**DIRECTIVE**
Your task is to copy every line of this material exactly.

::: DATA FOR THIS EXERCISE

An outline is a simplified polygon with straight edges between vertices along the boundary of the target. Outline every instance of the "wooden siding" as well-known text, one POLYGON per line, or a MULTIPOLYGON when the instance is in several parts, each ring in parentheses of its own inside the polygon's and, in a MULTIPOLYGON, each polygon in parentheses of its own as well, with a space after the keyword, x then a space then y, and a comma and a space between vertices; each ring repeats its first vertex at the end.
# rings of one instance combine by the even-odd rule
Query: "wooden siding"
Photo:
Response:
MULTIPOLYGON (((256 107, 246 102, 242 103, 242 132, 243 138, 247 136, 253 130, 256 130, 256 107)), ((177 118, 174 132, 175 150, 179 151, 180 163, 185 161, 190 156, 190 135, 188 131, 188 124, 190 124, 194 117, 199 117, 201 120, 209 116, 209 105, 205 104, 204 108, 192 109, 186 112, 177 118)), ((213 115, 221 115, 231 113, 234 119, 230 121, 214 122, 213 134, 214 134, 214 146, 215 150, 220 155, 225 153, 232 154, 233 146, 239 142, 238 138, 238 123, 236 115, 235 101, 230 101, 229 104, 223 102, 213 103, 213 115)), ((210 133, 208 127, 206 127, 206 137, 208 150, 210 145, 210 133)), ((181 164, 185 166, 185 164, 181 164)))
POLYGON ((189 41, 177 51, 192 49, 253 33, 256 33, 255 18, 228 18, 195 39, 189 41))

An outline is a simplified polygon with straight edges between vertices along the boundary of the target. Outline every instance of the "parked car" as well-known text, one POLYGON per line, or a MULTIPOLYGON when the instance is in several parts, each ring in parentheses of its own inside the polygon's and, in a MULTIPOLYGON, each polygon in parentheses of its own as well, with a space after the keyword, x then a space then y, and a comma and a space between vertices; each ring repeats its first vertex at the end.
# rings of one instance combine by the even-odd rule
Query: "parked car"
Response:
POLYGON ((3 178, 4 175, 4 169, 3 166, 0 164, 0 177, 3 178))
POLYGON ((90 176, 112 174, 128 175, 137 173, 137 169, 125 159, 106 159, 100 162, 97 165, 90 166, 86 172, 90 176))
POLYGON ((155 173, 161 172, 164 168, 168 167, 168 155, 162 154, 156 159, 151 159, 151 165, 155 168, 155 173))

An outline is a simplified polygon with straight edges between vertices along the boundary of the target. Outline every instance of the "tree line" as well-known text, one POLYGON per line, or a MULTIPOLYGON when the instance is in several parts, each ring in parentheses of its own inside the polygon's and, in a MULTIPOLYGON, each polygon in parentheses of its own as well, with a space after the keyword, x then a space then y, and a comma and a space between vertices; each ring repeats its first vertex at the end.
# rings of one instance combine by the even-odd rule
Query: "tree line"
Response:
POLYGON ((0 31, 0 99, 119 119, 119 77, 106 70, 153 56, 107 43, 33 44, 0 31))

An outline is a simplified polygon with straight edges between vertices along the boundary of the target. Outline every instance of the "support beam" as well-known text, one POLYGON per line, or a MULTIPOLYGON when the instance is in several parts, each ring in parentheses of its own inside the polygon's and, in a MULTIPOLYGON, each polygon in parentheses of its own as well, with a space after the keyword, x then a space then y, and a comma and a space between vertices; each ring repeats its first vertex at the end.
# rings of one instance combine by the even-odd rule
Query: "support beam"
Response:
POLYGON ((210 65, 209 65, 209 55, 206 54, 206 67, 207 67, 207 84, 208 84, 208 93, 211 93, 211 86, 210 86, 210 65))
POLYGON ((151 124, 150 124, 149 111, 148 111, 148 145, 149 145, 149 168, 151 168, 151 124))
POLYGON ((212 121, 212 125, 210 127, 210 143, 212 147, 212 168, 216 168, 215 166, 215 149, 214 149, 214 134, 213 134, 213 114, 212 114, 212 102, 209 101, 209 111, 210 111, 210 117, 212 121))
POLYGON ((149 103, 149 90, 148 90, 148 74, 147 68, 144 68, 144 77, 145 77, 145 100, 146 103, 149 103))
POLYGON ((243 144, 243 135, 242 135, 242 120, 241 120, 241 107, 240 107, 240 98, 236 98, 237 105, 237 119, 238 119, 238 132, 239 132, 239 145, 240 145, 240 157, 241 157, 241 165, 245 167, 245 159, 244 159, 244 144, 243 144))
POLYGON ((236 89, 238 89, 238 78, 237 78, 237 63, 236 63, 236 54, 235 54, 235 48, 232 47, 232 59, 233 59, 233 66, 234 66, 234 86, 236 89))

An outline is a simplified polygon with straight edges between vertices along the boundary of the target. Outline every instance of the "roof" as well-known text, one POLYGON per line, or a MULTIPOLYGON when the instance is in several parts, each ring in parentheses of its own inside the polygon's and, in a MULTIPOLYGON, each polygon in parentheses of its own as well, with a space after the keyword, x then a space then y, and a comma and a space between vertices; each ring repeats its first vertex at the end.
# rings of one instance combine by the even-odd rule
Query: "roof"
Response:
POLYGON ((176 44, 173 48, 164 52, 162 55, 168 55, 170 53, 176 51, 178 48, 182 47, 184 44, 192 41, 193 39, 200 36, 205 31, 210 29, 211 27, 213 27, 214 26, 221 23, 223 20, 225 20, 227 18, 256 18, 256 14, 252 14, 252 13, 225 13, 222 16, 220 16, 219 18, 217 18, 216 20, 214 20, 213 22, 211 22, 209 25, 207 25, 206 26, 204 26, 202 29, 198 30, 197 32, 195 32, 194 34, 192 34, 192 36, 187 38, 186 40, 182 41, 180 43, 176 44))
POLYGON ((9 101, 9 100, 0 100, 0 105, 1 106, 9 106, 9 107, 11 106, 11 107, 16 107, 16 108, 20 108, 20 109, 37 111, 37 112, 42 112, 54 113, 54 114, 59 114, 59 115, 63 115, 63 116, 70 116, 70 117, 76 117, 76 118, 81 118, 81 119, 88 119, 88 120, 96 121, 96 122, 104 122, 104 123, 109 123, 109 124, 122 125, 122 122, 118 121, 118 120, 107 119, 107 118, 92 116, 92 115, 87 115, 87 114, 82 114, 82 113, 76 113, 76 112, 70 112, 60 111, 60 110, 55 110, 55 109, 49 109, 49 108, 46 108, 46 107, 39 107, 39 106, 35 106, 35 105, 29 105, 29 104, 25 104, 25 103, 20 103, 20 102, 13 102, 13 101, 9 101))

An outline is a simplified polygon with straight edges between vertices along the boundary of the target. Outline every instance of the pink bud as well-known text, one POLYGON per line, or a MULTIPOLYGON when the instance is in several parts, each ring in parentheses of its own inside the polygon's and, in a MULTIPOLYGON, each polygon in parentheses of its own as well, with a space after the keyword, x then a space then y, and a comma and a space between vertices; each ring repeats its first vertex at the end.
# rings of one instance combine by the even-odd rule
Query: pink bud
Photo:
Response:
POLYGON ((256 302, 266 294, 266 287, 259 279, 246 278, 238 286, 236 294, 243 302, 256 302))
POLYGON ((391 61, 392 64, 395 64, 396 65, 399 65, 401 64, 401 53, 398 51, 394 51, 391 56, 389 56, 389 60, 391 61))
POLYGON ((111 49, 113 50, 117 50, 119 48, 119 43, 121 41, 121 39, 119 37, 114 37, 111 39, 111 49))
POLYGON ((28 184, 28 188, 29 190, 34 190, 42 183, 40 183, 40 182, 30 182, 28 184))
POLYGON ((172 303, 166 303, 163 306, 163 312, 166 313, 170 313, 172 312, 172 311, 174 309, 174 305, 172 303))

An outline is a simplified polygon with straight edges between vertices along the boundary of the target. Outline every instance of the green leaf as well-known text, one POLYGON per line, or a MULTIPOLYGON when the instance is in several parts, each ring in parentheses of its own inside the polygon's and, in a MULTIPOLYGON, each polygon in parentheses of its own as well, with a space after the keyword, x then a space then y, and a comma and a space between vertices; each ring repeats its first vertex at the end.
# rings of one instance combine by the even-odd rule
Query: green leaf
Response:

::::::

**EXERCISE RESULT**
An outline is a simplified polygon with straight edges between vertices along the boundary of the target. Outline every instance of the "wooden siding" as well-known text, one POLYGON per line, or a MULTIPOLYGON when the instance is in several parts, each ring in parentheses of its own inside the polygon's and, in a MULTIPOLYGON, each polygon in parentheses of its own as well, with a space after the keyword, x then a space then y, and a comma and a space between vertices; each ring repeats its first vertex at the end.
# rings of one instance combine by the even-odd rule
Query: "wooden siding"
Photo:
Response:
MULTIPOLYGON (((256 107, 246 102, 242 103, 242 132, 243 138, 247 136, 253 130, 256 130, 256 107)), ((177 118, 174 132, 175 150, 179 151, 180 163, 185 161, 190 156, 190 135, 188 131, 188 124, 190 124, 194 117, 199 117, 201 120, 209 116, 209 105, 205 104, 204 108, 192 109, 186 112, 177 118)), ((213 115, 221 115, 231 113, 234 119, 230 121, 214 122, 213 134, 214 134, 214 146, 215 150, 220 155, 225 153, 232 154, 233 146, 239 142, 238 138, 238 123, 236 115, 235 101, 230 101, 229 104, 223 102, 213 103, 213 115)), ((210 133, 208 127, 206 127, 206 137, 208 150, 210 145, 210 133)), ((181 164, 185 166, 185 164, 181 164)))
POLYGON ((189 41, 177 51, 192 49, 253 33, 256 33, 255 18, 228 18, 195 39, 189 41))

An outline is a simplified polygon with straight edges between vertices along the boundary of the target. Outline every instance of the "parked car" as well-known text, one POLYGON per line, or a MULTIPOLYGON when the instance is in several parts, each ring in parentheses of its own inside the polygon's and, in a MULTIPOLYGON, each polygon in parentheses of its own as well, with a space after the keyword, x then a space then y, and a comma and a space between vertices; each ring repeats its first vertex at the end.
# rings of one instance combine by the even-odd rule
Query: "parked car"
Response:
POLYGON ((3 178, 4 175, 4 169, 3 166, 0 164, 0 177, 3 178))
POLYGON ((90 176, 112 174, 128 175, 137 173, 137 169, 125 159, 106 159, 100 162, 97 165, 90 166, 86 172, 90 176))
POLYGON ((155 173, 161 172, 164 168, 168 167, 168 155, 162 154, 156 159, 151 159, 151 165, 155 168, 155 173))

An outline is a simplified polygon with straight edges between vertices along the boundary of the target. Outline every instance of the "tree line" as well-known text, one POLYGON per line, or a MULTIPOLYGON when the instance is in several parts, each ring in parentheses of its own inside the polygon's and, in a MULTIPOLYGON, each polygon in parentheses of its own as well, with a space after the keyword, x then a space then y, and a comma and a space between vertices; each ring repeats its first vertex at the end.
# rings of one instance combine by the even-odd rule
Query: "tree line"
Response:
POLYGON ((0 31, 0 99, 119 119, 119 77, 106 70, 153 56, 107 43, 33 44, 0 31))

An outline is a simplified polygon with straight edges between vertices along the boundary of the target. Outline every instance of the "support beam" as well-known text, one POLYGON per line, or a MULTIPOLYGON when the instance is in several parts, each ring in parentheses of its own inside the polygon's and, in a MULTIPOLYGON, each polygon in parentheses of its own as well, with a space after the keyword, x then a space then y, and a comma and a space between vertices; each ring repeats its first vertex at the end.
# rings of one instance combine by the even-odd rule
Query: "support beam"
Response:
POLYGON ((210 65, 209 65, 209 55, 206 54, 206 67, 207 67, 207 84, 208 84, 208 93, 211 93, 211 86, 210 86, 210 65))
POLYGON ((151 124, 150 124, 149 111, 148 111, 148 145, 149 145, 149 168, 151 168, 151 124))
POLYGON ((212 121, 212 125, 210 127, 210 143, 212 147, 212 168, 216 168, 215 166, 215 149, 214 149, 214 134, 213 134, 213 114, 212 114, 212 102, 209 101, 209 111, 210 111, 210 117, 212 121))
POLYGON ((149 103, 149 90, 148 90, 148 74, 147 68, 144 68, 144 77, 145 77, 145 100, 146 103, 149 103))
POLYGON ((243 144, 243 135, 242 135, 242 120, 241 120, 241 107, 240 107, 240 98, 236 98, 237 105, 237 119, 238 119, 238 132, 239 132, 239 145, 240 145, 240 157, 241 157, 241 165, 245 167, 245 159, 244 159, 244 144, 243 144))
POLYGON ((236 89, 238 89, 238 78, 237 78, 237 63, 236 63, 236 54, 235 54, 235 48, 232 47, 232 59, 233 59, 233 66, 234 66, 234 86, 236 89))

An outline is a simplified polygon with straight edges between vertices along the boundary of the target. Outline every instance of the "roof" as well-known text, one POLYGON per line, or a MULTIPOLYGON when the instance is in several parts, each ring in parentheses of its own inside the polygon's and, in a MULTIPOLYGON, each polygon in parentheses of its own as well, with a space after the keyword, x then a space then y, and a comma and a space between vertices; each ring repeats its first vertex at the end.
# rings of one instance combine by the even-odd rule
Query: "roof"
Response:
POLYGON ((176 44, 173 48, 164 52, 162 55, 168 55, 170 53, 176 51, 178 48, 182 47, 184 44, 192 41, 193 39, 200 36, 205 31, 210 29, 211 27, 213 27, 214 26, 221 23, 223 20, 225 20, 227 18, 256 18, 256 14, 252 14, 252 13, 225 13, 222 16, 220 16, 219 18, 217 18, 216 20, 214 20, 213 22, 211 22, 209 25, 207 25, 206 26, 204 26, 202 29, 198 30, 197 32, 195 32, 194 34, 192 34, 192 36, 187 38, 186 40, 182 41, 180 43, 176 44))
POLYGON ((9 101, 9 100, 0 100, 0 105, 1 106, 9 106, 9 107, 11 106, 11 107, 16 107, 16 108, 20 108, 20 109, 37 111, 37 112, 42 112, 54 113, 54 114, 59 114, 59 115, 63 115, 63 116, 70 116, 70 117, 76 117, 76 118, 81 118, 81 119, 88 119, 88 120, 96 121, 96 122, 104 122, 104 123, 109 123, 109 124, 122 125, 122 122, 118 121, 118 120, 107 119, 107 118, 92 116, 92 115, 87 115, 87 114, 82 114, 82 113, 76 113, 76 112, 70 112, 60 111, 60 110, 55 110, 55 109, 49 109, 49 108, 46 108, 46 107, 39 107, 39 106, 35 106, 35 105, 29 105, 29 104, 25 104, 25 103, 20 103, 20 102, 13 102, 13 101, 9 101))

An outline is a simplified polygon with straight edges between vertices along the boundary of the target. Outline every instance of the pink bud as well-known text, one POLYGON per line, or a MULTIPOLYGON when the instance is in several parts, each ring in parentheses of its own inside the polygon's and, in a MULTIPOLYGON, each polygon in parentheses of its own as well, with a space after the keyword, x then a space then y, and a comma and a space between vertices; each ring repeats its first vertex at the end.
# rings of one instance combine by the even-odd rule
Query: pink bud
Photo:
Response:
POLYGON ((256 302, 266 294, 266 287, 259 279, 246 278, 238 286, 236 294, 243 302, 256 302))
POLYGON ((391 61, 392 64, 395 64, 396 65, 399 65, 401 64, 401 53, 398 51, 394 51, 391 56, 389 56, 389 60, 391 61))
POLYGON ((111 49, 113 50, 117 50, 119 48, 119 43, 121 41, 121 39, 119 37, 114 37, 111 39, 111 49))
POLYGON ((28 184, 28 188, 29 190, 34 190, 42 183, 40 183, 40 182, 30 182, 28 184))
POLYGON ((172 303, 166 303, 163 306, 163 312, 166 313, 170 313, 172 312, 172 311, 174 309, 174 305, 172 303))

An outline is a simplified polygon with straight edges between vertices along the boundary of the target. Outline every instance of the green leaf as well-known text, one POLYGON per line, or a MULTIPOLYGON when the instance is in several parts, each ring in parentheses of its own inside the polygon's and, in a MULTIPOLYGON, each polygon in parentheses of its own as well, with a space after the keyword, x then a space then y, and a comma and a space between vertices; each ring repeats its first vertex at the end.
# rings of one instance combine by the even-odd rule
Query: green leaf
Response:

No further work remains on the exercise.